● **Task item**: Look through the data below for the line with "Target: white articulated arm", and transcribe it exactly together with each line after it up to and including the line with "Target: black baseball cap". Give nothing else.

(Material provided)

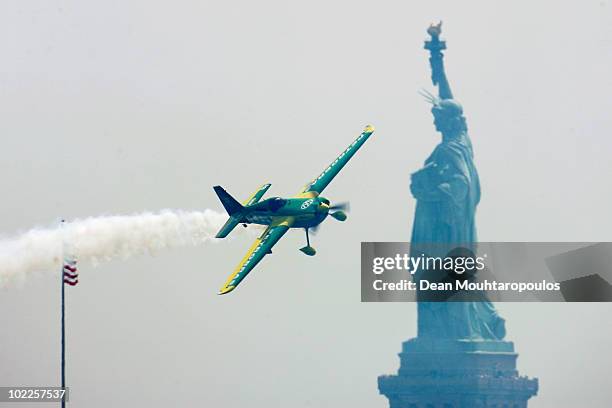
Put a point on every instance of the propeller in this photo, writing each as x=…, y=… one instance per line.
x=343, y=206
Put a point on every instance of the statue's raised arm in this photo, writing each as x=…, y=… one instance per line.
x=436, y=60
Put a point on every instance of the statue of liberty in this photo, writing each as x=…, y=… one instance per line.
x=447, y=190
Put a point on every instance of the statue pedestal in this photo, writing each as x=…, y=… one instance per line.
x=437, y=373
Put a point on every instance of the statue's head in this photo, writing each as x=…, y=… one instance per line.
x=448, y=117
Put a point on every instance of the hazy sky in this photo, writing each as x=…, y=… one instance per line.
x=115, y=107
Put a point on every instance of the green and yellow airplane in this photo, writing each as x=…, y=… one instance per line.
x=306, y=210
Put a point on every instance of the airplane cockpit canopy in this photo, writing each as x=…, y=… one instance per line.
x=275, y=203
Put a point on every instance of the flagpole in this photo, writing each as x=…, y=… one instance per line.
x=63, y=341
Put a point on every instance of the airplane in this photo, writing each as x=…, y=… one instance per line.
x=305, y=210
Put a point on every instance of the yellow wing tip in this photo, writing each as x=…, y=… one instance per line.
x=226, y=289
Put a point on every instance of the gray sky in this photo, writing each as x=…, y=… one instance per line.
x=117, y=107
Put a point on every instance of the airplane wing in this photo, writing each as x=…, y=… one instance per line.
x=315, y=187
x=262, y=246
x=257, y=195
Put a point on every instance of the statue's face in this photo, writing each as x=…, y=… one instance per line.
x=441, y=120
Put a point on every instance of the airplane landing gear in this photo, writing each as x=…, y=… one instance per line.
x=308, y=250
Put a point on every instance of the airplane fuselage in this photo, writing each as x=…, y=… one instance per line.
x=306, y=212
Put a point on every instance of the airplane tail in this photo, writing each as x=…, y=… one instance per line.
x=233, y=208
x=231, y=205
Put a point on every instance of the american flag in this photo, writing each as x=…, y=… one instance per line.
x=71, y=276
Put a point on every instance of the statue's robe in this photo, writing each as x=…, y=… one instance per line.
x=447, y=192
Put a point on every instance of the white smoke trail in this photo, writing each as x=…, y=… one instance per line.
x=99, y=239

(End Material provided)
(Material provided)

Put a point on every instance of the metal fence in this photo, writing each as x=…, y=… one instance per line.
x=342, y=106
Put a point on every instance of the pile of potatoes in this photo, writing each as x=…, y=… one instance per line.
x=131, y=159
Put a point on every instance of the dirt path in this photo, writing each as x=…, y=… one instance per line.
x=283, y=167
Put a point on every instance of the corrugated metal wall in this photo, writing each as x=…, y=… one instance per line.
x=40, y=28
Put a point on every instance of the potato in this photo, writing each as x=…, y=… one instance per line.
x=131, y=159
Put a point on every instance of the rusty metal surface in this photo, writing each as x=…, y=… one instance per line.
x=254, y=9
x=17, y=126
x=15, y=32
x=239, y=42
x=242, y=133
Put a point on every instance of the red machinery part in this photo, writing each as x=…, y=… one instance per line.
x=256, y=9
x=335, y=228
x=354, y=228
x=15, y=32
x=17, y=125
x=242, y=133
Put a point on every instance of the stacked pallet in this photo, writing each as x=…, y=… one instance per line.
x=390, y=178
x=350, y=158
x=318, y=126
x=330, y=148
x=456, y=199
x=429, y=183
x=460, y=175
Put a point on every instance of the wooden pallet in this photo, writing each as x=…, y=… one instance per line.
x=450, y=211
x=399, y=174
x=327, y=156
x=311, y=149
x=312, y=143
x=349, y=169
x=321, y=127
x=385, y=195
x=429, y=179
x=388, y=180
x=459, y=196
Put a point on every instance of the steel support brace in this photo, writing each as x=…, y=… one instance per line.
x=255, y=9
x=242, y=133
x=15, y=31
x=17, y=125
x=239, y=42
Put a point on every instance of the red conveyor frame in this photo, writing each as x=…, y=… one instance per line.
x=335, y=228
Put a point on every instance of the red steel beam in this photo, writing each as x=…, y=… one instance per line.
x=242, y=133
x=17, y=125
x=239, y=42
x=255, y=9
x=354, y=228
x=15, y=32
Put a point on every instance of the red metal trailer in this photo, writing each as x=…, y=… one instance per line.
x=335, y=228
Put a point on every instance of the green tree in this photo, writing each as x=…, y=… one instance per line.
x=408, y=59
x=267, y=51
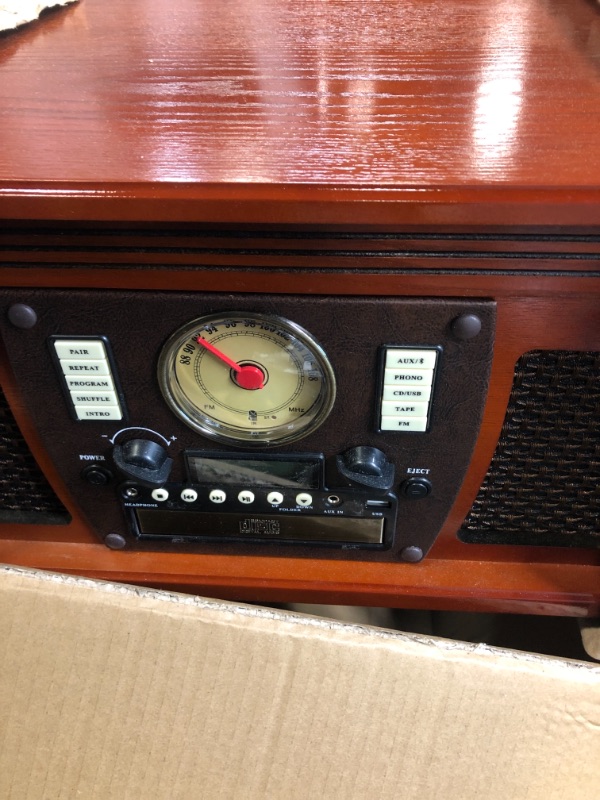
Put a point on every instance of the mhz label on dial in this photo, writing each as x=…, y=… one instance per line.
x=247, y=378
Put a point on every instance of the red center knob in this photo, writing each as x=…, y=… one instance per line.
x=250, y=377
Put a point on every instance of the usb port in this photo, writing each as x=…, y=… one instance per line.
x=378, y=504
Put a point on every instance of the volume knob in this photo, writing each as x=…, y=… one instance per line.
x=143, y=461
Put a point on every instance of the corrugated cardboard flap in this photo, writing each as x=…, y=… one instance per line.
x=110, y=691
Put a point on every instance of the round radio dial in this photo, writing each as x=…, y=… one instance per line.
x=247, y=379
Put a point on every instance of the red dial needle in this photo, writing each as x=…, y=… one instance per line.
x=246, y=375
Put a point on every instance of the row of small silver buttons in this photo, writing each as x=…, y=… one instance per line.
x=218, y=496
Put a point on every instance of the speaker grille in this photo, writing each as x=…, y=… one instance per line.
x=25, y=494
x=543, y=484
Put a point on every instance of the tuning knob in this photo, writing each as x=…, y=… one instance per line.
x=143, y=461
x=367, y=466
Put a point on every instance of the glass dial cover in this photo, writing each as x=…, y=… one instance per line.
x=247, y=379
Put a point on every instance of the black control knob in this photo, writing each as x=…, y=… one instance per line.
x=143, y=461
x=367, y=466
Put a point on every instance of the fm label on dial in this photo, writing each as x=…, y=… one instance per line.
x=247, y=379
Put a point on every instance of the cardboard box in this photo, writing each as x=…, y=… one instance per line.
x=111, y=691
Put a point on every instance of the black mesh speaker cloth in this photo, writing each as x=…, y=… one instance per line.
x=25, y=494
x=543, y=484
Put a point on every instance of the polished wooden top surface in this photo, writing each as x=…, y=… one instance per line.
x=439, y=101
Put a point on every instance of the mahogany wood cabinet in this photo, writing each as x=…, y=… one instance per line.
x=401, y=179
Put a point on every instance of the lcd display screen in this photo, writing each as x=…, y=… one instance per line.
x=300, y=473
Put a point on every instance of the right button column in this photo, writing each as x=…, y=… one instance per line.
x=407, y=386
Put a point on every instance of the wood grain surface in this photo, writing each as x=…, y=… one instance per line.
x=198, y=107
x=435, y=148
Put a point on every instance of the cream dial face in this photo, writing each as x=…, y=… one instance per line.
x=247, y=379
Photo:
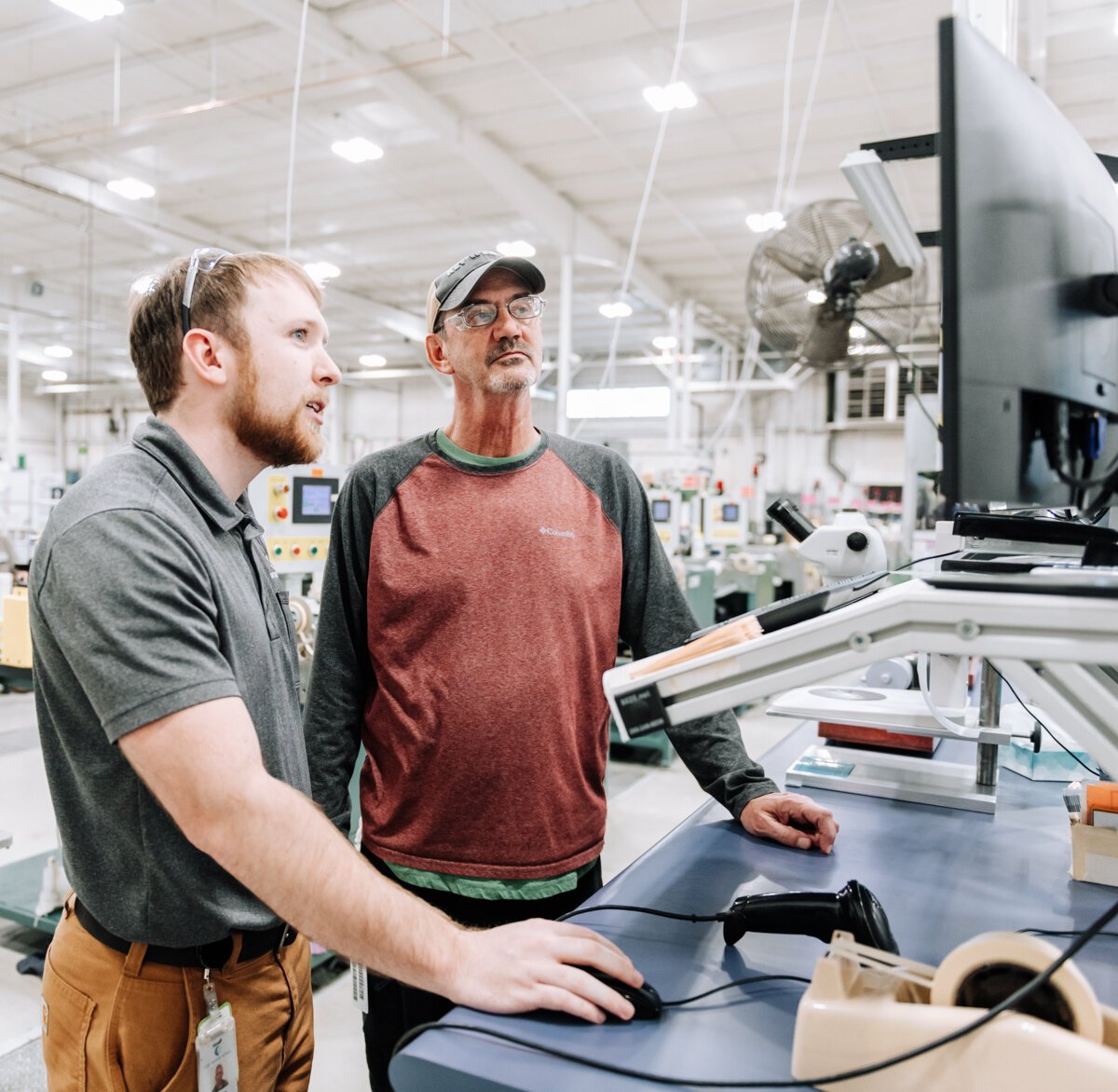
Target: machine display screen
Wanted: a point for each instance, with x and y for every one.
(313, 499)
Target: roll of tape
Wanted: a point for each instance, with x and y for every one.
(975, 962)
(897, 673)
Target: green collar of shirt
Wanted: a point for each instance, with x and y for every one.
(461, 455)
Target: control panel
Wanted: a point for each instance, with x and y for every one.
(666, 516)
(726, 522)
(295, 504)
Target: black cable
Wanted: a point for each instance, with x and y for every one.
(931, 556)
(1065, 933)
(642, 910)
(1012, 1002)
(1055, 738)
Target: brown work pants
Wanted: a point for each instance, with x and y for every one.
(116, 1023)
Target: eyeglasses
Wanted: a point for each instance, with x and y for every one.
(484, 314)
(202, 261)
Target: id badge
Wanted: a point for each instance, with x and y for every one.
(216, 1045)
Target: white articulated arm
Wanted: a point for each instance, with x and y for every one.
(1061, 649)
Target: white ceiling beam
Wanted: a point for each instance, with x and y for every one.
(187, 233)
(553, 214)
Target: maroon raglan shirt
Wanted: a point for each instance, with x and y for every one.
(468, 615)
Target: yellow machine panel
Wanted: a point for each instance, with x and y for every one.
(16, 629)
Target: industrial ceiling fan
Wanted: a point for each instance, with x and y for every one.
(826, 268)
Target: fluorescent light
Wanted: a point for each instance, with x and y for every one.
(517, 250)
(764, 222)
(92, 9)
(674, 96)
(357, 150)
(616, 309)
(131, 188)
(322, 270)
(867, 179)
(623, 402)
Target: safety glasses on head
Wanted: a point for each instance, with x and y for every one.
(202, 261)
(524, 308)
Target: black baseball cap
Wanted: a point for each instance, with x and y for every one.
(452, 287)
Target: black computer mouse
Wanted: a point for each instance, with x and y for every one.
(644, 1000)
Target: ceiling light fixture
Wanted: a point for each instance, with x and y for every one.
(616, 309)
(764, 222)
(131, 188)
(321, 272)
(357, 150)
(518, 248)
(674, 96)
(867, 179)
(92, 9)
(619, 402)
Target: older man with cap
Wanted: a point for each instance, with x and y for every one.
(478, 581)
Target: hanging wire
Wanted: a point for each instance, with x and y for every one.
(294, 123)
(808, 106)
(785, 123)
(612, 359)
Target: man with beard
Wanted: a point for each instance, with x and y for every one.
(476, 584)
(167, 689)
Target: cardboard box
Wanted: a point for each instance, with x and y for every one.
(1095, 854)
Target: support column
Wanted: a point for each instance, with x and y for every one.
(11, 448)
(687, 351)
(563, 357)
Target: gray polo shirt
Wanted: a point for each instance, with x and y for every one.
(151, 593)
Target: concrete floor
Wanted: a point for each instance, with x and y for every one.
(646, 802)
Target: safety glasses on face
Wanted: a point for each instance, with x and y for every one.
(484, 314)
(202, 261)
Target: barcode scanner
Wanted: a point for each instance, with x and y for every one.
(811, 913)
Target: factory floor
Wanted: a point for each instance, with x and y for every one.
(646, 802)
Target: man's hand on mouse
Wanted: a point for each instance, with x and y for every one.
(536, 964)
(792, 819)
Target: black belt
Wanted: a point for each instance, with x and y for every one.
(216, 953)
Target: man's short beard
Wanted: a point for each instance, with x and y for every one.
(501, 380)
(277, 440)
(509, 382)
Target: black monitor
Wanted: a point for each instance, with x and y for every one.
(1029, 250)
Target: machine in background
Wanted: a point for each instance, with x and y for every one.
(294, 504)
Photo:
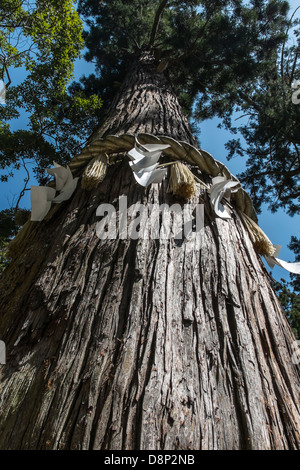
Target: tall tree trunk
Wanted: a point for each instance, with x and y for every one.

(End Material provided)

● **Result below**:
Target: white articulated arm
Wanted: a point for each instance, with x and y for every one.
(1061, 649)
Target: white ceiling beam
Wanted: a point for each instance, with x and y for every one.
(187, 233)
(553, 214)
Target: maroon raglan shirt
Wanted: a point for each instance, with x and y for every one.
(468, 615)
Target: yellow machine panel
Wanted: a point for each instance, with x and y for every one.
(16, 629)
Target: industrial ceiling fan
Wanted: a point for each instance, with x and y for every one.
(826, 268)
Target: fluorescent light
Wanted: a point for each instance, with x and y for every one.
(517, 250)
(764, 222)
(92, 9)
(674, 96)
(357, 150)
(616, 309)
(131, 188)
(322, 270)
(867, 179)
(623, 402)
Target: safety glasses on head
Wanted: a point for each instance, with x and y for every one.
(202, 261)
(524, 308)
Target: black baseball cap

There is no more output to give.